> **SELECTED PASSAGE**
____________

In San Francisco we are going through a more subtle version of a cultural shift away from art and cultural diversity toward a didactic capitalist Disney Vegas sports arena transient lifestyle. Artists and cultural leaders are fighting to preserve our historical roots and keep our cultural institutions intact and out of the hands of gentrifying developers who want to destroy them. Our goal is preservation of our lifestyles and cultural institutions. Their goal is unlimited personal wealth and power. They want to lease the Palace of Fine Art, one of our most famous historical tourist sites, to a hotel for 55 years, and have already tainted it with a hideous sports label seen here.
The ultimate in crass commercialism on display at the Palace of Fine Arts now.
San Francisco is going through the cultural revolution that destroyed Beaux Arts during the 1980’s. It is also easy to see how the battle is lining up.
Their tools are money, political power, corruption, (for which there are ongoing investigations) forced gentrification and housing density leading to displacement of long-time San Francisco citizens. They are hire young, inexperienced, out-of-state socially primed urban planners from outside to re-design our city. These planners are promised a piece of the shrinking economic pie. They do not live in San Francisco, have no knowledge of our history, land or communities. The ultimate insult is the PR and lobby machine they use to push their plans at our expense to convince us that we have no choice in how our communities are is developed.
Our goal is to keep our historical roots and the properties that have weathered earthquakes and the strains of time. We are trying to protect San Francisco’s heritage and reputation as a cultural and spiritual center for creative people who revere peace, love and understanding to keep the dream alive.
Our tools are a strong political will that has crossed many social barriers. We know how to use the law to protect ourselves and we have truth on our side. The Bay Area natives are getting restless and preparing to rebel.
The local transit authorities have overplayed the anti-car position by creating one of the worst traffic zones in the nation. You may not be concerned about a new tower going up downtown, but the traffic jam outside your door will get your attention. Irate drivers know who to blame. Add the tent cities filling up the sidewalks all over town by the growing homeless population and you have an uncomfortable populace demanding changes.

____________

> **RECORDS FOR THE EXERCISE**
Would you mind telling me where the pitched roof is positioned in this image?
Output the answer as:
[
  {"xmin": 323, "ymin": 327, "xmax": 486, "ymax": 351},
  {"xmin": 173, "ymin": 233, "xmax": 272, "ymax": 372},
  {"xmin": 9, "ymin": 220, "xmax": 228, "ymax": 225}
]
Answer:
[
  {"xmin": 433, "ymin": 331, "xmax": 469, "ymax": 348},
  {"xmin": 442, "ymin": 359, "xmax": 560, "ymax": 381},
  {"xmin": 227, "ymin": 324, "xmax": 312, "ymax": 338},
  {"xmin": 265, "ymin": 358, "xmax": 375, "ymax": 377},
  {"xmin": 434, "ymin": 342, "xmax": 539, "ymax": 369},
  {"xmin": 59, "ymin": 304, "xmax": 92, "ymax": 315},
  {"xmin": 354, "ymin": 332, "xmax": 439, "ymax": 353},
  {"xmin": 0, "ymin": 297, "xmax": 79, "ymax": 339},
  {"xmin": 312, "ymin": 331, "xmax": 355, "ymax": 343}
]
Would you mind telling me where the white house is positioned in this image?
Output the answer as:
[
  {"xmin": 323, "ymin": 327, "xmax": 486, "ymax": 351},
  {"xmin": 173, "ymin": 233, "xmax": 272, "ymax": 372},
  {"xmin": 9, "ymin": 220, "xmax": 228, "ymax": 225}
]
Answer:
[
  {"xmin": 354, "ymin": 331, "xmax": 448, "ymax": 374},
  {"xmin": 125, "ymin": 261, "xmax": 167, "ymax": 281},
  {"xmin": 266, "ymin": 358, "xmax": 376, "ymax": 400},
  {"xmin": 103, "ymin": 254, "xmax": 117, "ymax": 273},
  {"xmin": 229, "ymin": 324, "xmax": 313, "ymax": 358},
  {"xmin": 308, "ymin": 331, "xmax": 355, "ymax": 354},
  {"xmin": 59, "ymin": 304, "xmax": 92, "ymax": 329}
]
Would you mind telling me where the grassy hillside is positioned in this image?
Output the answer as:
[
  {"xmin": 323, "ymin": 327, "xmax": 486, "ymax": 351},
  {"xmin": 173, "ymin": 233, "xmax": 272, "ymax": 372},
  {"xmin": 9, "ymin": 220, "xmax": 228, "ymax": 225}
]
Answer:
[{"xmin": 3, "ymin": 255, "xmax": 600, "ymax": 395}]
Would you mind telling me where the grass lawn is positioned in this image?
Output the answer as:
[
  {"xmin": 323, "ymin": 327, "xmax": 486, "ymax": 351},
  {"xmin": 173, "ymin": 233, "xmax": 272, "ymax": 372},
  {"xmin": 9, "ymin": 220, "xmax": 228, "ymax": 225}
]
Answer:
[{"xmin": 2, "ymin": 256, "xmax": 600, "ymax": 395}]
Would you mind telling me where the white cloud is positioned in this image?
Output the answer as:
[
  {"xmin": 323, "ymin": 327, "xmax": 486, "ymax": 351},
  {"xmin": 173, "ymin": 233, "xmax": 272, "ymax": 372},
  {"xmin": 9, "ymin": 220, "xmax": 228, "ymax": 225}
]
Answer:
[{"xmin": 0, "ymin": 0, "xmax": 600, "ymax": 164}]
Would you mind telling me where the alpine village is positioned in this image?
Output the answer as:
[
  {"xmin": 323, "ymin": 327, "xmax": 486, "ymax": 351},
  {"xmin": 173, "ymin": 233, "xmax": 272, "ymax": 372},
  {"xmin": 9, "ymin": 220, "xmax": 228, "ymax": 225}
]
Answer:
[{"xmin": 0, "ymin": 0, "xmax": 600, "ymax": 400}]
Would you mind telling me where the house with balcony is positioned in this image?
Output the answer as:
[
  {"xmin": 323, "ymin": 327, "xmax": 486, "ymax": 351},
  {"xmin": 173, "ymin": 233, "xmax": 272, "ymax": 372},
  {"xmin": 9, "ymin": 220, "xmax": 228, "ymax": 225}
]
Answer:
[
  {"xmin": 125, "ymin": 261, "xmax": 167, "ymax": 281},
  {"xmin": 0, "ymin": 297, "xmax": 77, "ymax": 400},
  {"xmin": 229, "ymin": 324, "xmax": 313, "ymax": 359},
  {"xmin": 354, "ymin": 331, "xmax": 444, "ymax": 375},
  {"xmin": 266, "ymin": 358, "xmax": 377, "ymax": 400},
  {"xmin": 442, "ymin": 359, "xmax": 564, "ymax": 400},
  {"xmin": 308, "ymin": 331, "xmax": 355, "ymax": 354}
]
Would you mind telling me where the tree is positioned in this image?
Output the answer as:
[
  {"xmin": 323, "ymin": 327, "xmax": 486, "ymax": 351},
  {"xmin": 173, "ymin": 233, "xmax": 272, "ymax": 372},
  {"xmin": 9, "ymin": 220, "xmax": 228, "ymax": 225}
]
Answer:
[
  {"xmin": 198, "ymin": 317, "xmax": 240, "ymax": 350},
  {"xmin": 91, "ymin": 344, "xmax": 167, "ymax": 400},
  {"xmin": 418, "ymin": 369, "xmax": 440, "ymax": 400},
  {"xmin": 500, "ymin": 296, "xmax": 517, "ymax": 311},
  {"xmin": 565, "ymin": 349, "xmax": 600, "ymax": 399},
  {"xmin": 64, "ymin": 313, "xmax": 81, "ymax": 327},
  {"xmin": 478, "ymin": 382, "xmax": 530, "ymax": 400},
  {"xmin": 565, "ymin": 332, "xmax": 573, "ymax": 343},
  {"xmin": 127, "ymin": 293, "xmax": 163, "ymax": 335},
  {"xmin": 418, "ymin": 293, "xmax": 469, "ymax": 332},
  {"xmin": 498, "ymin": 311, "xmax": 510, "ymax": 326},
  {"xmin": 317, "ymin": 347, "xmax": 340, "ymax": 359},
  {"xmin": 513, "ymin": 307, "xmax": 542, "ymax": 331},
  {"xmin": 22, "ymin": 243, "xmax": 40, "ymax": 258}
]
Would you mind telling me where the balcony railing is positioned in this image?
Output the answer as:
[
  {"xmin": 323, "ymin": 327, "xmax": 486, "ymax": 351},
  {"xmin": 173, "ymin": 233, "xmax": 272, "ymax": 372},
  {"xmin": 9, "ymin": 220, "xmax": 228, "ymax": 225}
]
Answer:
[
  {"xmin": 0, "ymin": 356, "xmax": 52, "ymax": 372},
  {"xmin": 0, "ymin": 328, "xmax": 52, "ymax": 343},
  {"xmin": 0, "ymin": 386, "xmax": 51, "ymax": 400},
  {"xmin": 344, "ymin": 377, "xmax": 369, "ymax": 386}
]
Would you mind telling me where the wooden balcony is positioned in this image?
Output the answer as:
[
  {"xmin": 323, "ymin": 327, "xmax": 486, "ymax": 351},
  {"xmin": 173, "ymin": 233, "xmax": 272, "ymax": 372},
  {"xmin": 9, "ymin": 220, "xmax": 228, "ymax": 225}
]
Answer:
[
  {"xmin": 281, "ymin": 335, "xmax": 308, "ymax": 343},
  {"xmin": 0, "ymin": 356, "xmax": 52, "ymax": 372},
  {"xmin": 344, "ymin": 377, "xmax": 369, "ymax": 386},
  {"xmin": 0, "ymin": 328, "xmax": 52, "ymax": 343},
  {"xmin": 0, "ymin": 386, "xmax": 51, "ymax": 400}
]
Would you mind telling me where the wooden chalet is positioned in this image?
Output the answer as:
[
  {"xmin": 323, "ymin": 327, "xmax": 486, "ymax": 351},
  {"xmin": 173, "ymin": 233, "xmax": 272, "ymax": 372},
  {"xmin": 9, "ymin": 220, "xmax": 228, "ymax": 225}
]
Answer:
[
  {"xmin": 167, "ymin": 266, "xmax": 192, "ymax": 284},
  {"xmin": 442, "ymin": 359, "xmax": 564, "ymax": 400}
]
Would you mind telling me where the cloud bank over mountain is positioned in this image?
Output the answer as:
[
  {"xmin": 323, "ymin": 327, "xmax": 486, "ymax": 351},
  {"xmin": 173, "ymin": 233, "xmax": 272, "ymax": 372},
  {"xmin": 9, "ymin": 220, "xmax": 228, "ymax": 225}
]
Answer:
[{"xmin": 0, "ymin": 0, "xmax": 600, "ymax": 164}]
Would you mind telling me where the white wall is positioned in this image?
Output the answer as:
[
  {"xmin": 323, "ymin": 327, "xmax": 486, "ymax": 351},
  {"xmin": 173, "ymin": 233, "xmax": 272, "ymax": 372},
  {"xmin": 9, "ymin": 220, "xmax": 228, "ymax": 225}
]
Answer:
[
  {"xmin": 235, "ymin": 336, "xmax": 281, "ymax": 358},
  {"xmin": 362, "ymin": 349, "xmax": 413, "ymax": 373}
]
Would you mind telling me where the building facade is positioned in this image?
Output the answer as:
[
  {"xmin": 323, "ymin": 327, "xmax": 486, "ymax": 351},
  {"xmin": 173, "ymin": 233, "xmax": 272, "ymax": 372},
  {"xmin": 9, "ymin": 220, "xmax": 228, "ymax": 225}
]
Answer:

____________

> **DIRECTIVES**
1/ Reproduce the passage on San Francisco starting with "San Francisco is" and going on through "is lining up.".
2/ Identify each line of the records that contains the string "white", with case counting, and copy those lines.

> **ANSWERS TO THE EXERCISE**
1/
San Francisco is going through the cultural revolution that destroyed Beaux Arts during the 1980’s. It is also easy to see how the battle is lining up.

2/
Would you mind telling me where the white house is positioned in this image?
Would you mind telling me where the white cloud is positioned in this image?
Would you mind telling me where the white wall is positioned in this image?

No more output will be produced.